** The exercise **
Count the lines in the items below that contain the string "skate", and give only that number.
— BEGIN Supplied entries —
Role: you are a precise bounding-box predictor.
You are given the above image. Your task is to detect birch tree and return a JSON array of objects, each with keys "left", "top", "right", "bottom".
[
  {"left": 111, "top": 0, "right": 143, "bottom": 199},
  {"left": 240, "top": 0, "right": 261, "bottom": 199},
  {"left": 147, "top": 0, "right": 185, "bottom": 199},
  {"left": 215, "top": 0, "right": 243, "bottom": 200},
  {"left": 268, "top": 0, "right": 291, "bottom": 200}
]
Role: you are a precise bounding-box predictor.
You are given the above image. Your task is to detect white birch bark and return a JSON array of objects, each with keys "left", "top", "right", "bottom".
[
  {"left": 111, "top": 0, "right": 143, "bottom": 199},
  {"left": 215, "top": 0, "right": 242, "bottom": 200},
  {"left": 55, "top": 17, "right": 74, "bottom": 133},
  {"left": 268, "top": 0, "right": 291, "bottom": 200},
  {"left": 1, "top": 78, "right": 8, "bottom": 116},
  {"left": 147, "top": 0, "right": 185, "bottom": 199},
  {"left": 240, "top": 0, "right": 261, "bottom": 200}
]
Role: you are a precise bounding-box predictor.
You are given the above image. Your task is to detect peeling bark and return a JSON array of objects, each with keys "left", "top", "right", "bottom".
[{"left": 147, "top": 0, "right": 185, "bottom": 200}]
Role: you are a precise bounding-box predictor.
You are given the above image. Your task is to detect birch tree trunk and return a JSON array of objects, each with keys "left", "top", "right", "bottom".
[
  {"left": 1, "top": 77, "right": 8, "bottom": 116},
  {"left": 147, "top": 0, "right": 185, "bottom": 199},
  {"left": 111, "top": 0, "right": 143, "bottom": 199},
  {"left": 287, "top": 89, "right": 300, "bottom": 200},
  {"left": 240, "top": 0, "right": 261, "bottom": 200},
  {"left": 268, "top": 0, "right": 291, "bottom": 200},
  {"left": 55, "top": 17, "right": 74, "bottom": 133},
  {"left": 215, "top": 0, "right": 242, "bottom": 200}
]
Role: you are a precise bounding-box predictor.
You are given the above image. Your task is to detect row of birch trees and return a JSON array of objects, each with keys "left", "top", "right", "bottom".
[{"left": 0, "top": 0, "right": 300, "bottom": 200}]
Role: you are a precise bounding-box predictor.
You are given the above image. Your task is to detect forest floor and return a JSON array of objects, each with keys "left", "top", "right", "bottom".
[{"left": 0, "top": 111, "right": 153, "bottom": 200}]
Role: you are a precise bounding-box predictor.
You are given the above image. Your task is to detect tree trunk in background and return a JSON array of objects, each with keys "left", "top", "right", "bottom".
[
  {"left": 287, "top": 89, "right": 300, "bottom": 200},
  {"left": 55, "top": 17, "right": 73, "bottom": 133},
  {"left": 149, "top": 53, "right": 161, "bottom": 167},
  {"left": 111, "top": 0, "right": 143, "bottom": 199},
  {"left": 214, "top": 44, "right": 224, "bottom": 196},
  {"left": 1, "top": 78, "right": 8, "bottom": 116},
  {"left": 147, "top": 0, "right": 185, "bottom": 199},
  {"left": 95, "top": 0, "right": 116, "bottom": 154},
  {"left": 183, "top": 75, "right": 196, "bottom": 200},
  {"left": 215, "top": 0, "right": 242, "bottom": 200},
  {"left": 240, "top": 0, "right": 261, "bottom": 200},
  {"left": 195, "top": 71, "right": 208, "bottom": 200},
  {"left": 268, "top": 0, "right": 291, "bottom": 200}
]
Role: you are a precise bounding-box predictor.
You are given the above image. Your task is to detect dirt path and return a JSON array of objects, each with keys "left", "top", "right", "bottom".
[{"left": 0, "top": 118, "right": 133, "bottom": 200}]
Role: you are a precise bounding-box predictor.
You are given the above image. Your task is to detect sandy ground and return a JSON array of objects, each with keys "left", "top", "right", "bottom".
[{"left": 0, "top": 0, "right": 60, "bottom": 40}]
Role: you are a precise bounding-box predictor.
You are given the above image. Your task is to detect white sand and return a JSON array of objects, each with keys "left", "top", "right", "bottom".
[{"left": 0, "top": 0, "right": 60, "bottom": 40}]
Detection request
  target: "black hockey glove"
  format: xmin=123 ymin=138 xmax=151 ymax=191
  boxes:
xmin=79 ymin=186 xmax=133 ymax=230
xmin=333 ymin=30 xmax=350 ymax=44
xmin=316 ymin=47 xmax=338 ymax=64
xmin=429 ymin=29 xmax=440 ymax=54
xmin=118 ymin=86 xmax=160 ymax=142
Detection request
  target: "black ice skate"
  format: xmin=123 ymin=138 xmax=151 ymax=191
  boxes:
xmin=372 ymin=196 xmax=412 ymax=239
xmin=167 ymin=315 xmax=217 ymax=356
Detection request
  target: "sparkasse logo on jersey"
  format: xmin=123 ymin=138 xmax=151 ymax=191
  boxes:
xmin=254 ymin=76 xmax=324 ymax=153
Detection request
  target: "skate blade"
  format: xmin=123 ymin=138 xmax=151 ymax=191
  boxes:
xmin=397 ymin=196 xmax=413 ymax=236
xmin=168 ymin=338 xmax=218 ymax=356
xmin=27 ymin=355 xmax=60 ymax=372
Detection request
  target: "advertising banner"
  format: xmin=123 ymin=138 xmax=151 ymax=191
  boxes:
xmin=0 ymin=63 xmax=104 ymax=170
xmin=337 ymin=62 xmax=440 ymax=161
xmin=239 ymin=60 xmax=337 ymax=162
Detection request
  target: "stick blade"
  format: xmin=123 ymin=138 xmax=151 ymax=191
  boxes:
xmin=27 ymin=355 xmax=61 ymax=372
— END Supplied entries —
** Completed exercise **
2